_How to complete this task_
Filtering the records below, copy only those lines that include the word "wall".

(Material for this exercise Opens)

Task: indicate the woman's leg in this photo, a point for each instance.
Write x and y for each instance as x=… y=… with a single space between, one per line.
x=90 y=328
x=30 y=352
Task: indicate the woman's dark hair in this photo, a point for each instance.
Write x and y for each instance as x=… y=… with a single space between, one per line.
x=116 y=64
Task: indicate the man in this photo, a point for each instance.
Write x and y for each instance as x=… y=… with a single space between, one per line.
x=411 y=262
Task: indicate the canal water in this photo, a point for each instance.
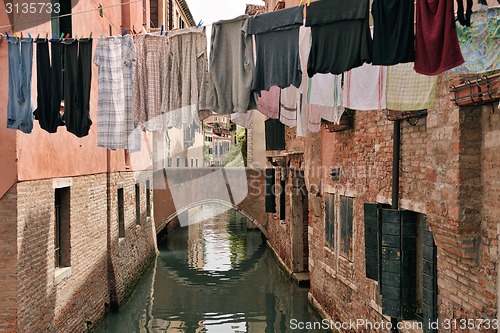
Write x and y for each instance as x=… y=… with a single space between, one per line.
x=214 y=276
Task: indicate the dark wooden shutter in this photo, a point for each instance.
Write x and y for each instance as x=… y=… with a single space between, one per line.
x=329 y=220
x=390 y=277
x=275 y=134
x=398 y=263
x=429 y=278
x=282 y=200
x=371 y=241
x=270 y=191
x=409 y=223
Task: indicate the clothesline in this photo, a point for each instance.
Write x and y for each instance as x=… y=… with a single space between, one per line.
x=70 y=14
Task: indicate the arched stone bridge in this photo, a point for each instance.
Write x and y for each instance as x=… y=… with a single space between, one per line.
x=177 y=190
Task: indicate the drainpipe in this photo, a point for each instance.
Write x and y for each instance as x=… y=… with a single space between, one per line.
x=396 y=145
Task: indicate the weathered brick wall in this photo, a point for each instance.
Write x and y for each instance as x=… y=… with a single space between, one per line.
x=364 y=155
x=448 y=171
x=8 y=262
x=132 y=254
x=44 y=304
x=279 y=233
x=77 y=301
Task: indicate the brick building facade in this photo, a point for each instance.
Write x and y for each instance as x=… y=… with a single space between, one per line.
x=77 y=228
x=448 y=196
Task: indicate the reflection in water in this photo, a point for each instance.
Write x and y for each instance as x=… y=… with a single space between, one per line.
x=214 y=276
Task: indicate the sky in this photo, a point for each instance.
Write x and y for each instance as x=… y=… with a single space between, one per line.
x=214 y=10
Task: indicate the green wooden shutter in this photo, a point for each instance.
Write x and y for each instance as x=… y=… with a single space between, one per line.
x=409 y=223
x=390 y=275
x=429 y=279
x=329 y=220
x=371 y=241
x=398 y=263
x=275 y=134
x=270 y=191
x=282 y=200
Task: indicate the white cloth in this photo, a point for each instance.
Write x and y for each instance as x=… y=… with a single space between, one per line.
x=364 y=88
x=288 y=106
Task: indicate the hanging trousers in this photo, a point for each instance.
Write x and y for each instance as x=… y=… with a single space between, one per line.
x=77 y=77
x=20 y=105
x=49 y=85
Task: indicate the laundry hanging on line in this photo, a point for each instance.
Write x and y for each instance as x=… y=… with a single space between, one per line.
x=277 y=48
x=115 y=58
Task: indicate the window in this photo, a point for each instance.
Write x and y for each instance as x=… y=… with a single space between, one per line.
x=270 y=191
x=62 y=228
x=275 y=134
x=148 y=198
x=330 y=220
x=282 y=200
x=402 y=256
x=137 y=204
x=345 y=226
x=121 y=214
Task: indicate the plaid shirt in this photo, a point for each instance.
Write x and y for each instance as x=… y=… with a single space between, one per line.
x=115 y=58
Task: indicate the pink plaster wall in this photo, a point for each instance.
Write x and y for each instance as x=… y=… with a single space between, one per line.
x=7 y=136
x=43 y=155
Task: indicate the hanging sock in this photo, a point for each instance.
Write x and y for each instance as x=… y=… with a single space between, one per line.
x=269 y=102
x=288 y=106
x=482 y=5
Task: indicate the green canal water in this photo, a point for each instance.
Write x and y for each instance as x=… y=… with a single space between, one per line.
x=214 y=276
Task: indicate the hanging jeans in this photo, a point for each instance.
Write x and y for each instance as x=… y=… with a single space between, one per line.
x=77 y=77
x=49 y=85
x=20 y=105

(Material for this exercise Closes)

_Response area_
Task: indicate the weathered brick wall in this photo, a point for each instance.
Task: indicate the pink plaster wall in this photo, a point for each instance.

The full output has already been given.